Barrierefreiheitsstärkungsgesetz (BFSG): Ist Ihr Webshop vom BFSG betroffen?

  • 7 Minuten Lesezeit

Gesetzeszweck und Bedeutung des BFSG


Das Barrierefreiheitsstärkungsgesetz (BFSG) verfolgt das Ziel, Barrierefreiheit im privaten Sektor zu schützen und zu fördern. Anders als das Behindertengleichstellungsgesetz (BGG), das primär öffentliche Stellen und Behörden zur Barrierefreiheit verpflichtet, nimmt das BFSG private Unternehmen in die Pflicht. Im Interesse von Verbraucherinnen und Nutzerinnen soll das BFSG gewährleisten, dass bestimmte Produkte und Dienstleistungen barrierefrei zugänglich sind. Damit wird Menschen mit Behinderungen die gleichberechtigte Teilhabe am gesellschaftlichen Leben erleichtert und zugleich den Erfordernissen eines einheitlichen europäischen Binnenmarktes Rechnung getragen.

========

**Arbeitsauftrag**
Zitieren Sie den obigen Text zum Barrierefreiheitsstärkungsgesetz vollständig und wortgetreu. Die nachstehende Auflistung wird hierfür nicht benötigt.

========

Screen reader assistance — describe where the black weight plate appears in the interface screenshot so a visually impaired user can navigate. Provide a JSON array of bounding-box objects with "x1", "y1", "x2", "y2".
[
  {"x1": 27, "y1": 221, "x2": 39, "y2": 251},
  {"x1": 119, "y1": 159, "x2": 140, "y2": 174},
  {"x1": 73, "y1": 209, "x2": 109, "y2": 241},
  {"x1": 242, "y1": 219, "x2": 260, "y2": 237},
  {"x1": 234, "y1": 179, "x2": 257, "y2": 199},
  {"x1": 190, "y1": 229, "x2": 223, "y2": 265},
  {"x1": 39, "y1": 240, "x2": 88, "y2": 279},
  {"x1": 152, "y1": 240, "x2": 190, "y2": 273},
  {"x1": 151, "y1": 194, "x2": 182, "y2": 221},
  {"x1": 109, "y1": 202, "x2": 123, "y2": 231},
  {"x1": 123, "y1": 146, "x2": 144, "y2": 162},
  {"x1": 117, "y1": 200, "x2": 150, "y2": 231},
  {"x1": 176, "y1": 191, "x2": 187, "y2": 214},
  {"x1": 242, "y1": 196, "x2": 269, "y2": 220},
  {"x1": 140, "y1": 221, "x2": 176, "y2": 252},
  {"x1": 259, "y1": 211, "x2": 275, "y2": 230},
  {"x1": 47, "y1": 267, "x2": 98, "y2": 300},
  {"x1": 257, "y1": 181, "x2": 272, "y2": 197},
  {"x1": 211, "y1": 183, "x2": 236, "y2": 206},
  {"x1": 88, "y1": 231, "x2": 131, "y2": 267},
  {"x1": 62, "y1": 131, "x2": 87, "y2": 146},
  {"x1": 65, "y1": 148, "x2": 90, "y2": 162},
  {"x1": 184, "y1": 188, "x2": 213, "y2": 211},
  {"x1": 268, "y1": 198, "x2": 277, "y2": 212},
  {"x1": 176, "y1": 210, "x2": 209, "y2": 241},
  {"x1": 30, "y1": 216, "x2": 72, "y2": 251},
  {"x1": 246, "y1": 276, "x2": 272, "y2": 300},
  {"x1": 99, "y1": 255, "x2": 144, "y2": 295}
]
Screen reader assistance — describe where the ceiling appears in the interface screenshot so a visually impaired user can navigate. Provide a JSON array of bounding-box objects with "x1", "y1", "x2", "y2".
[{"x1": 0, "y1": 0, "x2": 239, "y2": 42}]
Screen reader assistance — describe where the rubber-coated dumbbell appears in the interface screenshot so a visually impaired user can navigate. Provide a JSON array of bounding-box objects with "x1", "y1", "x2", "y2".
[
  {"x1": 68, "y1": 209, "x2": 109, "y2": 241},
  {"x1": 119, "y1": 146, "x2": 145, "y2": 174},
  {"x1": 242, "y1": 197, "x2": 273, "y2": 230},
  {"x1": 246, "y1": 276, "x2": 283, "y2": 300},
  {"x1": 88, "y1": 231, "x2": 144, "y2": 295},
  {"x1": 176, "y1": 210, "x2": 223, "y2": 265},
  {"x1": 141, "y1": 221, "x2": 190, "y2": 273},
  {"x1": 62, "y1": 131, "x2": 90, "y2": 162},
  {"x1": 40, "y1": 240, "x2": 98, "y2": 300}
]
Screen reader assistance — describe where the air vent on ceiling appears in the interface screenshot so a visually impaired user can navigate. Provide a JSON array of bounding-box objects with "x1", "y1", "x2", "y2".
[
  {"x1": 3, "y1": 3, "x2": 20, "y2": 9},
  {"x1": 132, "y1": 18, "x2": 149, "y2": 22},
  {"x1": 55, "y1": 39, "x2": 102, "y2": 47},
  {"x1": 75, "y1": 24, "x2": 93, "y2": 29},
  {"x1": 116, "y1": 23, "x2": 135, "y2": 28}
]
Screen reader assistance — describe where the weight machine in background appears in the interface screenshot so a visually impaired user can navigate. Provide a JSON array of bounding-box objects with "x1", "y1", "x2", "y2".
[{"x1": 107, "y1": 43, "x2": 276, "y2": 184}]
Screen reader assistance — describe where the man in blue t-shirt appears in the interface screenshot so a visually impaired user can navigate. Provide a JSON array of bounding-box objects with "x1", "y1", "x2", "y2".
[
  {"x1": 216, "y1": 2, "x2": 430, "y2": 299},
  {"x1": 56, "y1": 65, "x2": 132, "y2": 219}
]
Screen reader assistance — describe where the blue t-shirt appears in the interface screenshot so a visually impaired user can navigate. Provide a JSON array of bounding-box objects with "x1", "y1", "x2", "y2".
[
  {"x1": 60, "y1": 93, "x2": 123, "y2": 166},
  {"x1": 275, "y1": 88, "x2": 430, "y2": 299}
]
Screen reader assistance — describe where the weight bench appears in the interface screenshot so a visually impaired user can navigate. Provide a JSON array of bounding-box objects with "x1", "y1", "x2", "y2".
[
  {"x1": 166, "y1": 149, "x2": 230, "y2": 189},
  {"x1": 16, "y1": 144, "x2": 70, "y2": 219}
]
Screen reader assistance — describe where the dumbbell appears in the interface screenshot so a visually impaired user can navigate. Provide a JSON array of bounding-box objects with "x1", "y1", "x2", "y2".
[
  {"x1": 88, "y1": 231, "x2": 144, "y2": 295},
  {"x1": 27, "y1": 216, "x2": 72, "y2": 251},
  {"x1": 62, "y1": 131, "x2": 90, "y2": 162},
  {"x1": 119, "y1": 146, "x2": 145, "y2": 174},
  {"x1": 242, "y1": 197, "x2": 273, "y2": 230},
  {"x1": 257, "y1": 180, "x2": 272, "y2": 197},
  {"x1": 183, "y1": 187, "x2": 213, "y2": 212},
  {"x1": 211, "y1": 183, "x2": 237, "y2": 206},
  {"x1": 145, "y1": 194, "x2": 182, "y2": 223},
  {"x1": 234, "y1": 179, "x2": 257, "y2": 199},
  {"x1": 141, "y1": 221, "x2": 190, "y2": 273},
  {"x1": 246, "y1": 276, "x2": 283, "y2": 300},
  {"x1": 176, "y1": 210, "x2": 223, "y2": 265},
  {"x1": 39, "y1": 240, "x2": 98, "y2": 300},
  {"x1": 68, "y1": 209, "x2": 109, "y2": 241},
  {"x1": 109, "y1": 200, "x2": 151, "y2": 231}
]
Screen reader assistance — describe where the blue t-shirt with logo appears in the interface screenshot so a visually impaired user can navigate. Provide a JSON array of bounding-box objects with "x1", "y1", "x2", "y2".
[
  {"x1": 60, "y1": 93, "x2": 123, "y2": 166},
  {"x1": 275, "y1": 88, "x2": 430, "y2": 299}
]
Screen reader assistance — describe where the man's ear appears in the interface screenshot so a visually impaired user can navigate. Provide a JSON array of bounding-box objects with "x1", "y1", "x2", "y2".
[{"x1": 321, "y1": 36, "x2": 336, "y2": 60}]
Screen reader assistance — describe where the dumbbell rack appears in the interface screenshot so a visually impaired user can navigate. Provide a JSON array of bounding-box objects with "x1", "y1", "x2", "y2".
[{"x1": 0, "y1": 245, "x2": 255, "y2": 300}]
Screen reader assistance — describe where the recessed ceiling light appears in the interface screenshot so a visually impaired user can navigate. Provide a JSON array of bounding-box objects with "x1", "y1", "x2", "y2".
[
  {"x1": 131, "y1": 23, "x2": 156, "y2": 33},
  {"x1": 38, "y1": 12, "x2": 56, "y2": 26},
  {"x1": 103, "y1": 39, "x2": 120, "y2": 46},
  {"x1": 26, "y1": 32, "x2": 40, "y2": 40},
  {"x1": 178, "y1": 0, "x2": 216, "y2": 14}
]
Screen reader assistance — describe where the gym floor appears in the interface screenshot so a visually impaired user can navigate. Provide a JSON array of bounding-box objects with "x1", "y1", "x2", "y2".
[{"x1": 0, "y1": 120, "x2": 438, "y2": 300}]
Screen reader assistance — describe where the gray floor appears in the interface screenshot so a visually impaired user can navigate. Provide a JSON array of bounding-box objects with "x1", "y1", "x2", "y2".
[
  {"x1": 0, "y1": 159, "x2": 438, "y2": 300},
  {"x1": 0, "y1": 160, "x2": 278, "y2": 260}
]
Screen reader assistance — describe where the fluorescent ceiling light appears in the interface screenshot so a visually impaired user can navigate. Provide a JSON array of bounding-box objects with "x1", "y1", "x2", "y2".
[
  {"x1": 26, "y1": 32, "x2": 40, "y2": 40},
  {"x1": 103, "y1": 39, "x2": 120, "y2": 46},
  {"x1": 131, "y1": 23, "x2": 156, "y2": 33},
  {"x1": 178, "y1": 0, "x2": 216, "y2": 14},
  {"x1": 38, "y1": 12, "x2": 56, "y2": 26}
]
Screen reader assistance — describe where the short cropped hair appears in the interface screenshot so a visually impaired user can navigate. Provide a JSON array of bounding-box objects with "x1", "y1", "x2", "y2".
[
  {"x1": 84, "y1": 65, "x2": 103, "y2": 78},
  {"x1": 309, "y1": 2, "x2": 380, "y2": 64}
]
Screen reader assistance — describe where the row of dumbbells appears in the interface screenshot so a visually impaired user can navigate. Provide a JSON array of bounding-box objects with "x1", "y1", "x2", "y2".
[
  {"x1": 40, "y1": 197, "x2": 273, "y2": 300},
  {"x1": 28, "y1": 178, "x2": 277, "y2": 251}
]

========

**Erwartete Antwort**
Barrierefreiheitsstärkungsgesetz (BFSG): Ist Ihr Webshop vom BFSG betroffen?

  • 7 Minuten Lesezeit

Gesetzeszweck und Bedeutung des BFSG


Das Barrierefreiheitsstärkungsgesetz (BFSG) verfolgt das Ziel, Barrierefreiheit im privaten Sektor zu schützen und zu fördern. Anders als das Behindertengleichstellungsgesetz (BGG), das primär öffentliche Stellen und Behörden zur Barrierefreiheit verpflichtet, nimmt das BFSG private Unternehmen in die Pflicht. Im Interesse von Verbraucherinnen und Nutzerinnen soll das BFSG gewährleisten, dass bestimmte Produkte und Dienstleistungen barrierefrei zugänglich sind. Damit wird Menschen mit Behinderungen die gleichberechtigte Teilhabe am gesellschaftlichen Leben erleichtert und zugleich den Erfordernissen eines einheitlichen europäischen Binnenmarktes Rechnung getragen.